EXERCISES TO COMPLETE
**1.** Write out the blog post's text between "I almost didn’t" and "feel at home.", inclusive.
**2.** Count how many lines of the listing contain the word "window", and reply with the number alone.

SOURCE
_ _ _ _ _
Every time I have sat down to do this, no words come.
I sit and look at this screen. And nothing. No words. Nought to say.
I almost didn’t renew my blog domain. Wrestled a while with all those ‘What’s the point, who cares, not a real writer, I am rubbish’ kind of obsessive thought patterns that plague us creatives. Then I renewed it, just in case.
And here I am. So off we go.
NYC.
Every day I ask myself, “What are we doing here?”
Of course there are answers. Rational ones.
We needed to find a consistantly stimulating and supportive educative situation for the kids. We wanted to let our kids experience living in a developed nation again. We wanted them to have more creative and academic opportunities. I needed to find my creative tribe. And to begin creating again with my creative tribe. We wanted to stay some place for a while. To not ‘need’ to move after three years. Maybe even feel at home.
Plus our choices were limited. Bails can mostly only work in war zones or countries where the conversation oscilates around famine and drought.
There are actually lots of really good rational reasons for us moving our family to NYC.
But day by day. Man, It feels tough.
And to those of you thinking “Gee Em get over yourself. You live in New York city…” I have this to say.
Try it. For more than two weeks. Really. Then kindly comment.
It was always going to be a discombobulating experience moving from Malawi to NYC. We knew that. And we knew that each of us would need to make our own journey, would have our own battleground to navigate through. We don’t get to always choose how our hearts respond. Not in the beginning anyways. We pull our hat down low, and our scarf up high and we plough into it. And it bites our skin and rattles our bones. A wild and unpredictable, elemental offensive. Onwards we go.
But nothing could prepare us for the transition between two such extremes.
The first weeks were almost comical. Not when we were in it – clearly, but in retrosect.
_ _ _ _ _
Dataset entries
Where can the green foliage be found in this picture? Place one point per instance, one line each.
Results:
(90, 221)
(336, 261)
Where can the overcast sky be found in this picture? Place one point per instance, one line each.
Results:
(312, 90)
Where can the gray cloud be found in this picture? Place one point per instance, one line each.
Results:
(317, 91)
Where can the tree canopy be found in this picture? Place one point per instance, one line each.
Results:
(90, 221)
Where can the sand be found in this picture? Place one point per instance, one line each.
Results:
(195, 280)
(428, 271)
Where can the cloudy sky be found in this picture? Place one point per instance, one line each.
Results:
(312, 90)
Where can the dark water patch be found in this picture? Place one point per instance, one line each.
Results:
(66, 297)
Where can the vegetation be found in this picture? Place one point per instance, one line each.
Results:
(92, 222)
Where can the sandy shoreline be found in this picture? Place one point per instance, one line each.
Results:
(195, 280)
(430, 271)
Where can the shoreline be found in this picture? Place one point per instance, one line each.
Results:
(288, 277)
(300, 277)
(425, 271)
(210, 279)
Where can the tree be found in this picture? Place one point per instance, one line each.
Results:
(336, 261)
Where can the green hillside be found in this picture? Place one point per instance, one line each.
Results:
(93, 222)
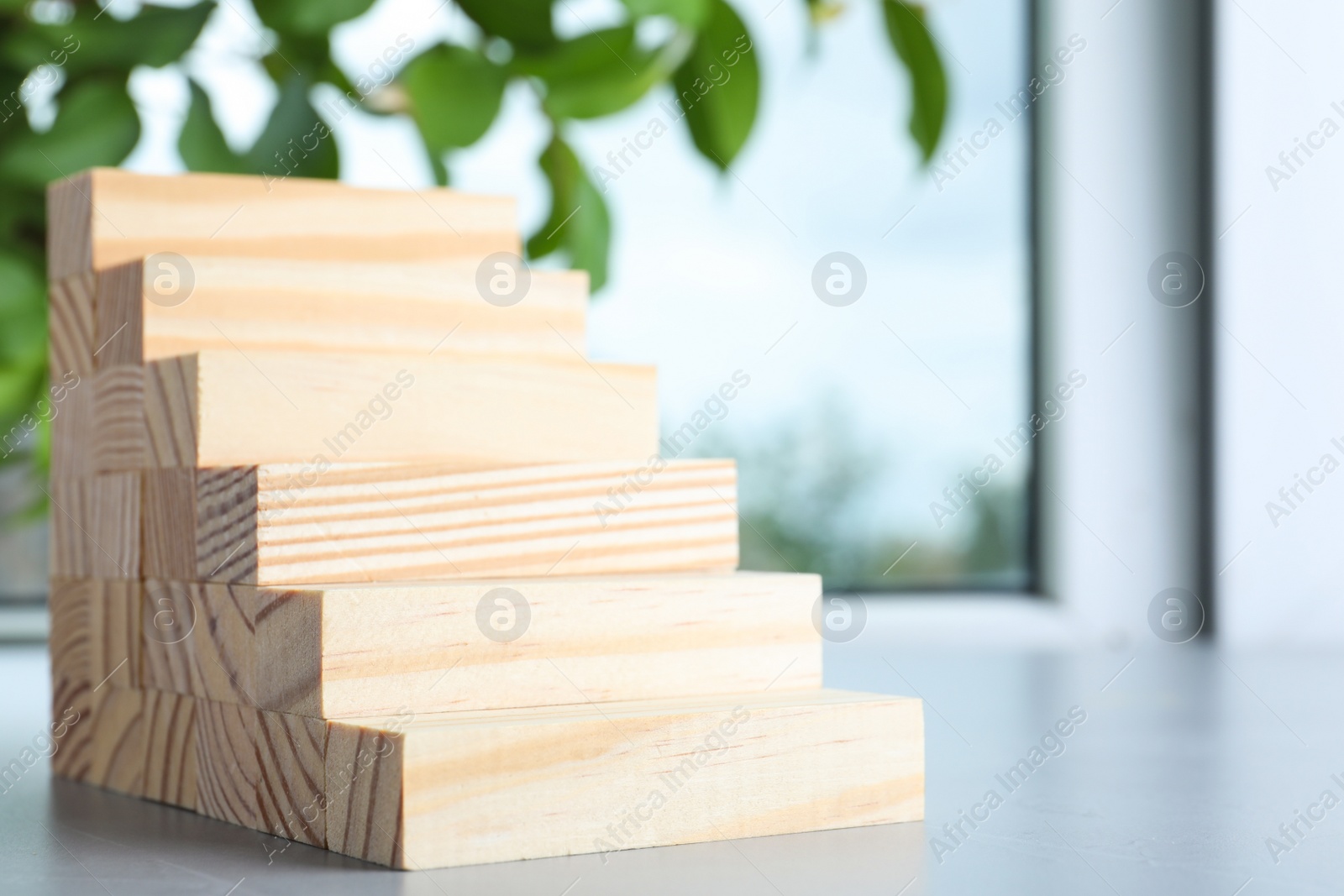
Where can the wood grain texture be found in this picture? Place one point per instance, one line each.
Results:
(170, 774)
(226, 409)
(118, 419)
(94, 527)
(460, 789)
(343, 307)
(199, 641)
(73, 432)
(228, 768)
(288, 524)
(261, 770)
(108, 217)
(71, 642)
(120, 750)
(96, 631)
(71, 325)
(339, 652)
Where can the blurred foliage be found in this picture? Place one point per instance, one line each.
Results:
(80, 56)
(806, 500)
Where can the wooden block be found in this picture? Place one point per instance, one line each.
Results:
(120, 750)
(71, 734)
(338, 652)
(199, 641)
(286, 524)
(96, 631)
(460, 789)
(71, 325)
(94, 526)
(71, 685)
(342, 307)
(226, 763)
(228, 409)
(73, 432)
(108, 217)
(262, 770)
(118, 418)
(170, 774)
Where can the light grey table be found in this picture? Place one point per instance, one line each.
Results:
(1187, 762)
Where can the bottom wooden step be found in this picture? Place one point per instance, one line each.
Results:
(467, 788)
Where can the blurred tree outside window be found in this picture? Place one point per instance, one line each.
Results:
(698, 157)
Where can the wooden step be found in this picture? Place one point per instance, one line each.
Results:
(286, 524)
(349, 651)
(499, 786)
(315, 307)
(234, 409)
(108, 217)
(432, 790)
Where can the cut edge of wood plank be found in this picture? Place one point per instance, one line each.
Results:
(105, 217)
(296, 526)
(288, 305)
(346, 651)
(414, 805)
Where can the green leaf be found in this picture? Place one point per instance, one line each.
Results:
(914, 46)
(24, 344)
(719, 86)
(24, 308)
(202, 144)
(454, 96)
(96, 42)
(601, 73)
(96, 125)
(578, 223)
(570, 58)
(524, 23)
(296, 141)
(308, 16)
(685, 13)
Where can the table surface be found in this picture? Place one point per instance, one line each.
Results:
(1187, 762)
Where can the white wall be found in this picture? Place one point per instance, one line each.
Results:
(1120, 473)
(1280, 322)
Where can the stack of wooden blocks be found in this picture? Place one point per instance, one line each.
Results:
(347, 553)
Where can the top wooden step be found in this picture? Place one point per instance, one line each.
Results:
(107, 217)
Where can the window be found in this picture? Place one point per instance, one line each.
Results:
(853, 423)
_ _ _ _ _
THE SOLUTIONS
**1.**
I almost didn’t renew my blog domain. Wrestled a while with all those ‘What’s the point, who cares, not a real writer, I am rubbish’ kind of obsessive thought patterns that plague us creatives. Then I renewed it, just in case.
And here I am. So off we go.
NYC.
Every day I ask myself, “What are we doing here?”
Of course there are answers. Rational ones.
We needed to find a consistantly stimulating and supportive educative situation for the kids. We wanted to let our kids experience living in a developed nation again. We wanted them to have more creative and academic opportunities. I needed to find my creative tribe. And to begin creating again with my creative tribe. We wanted to stay some place for a while. To not ‘need’ to move after three years. Maybe even feel at home.

**2.** 2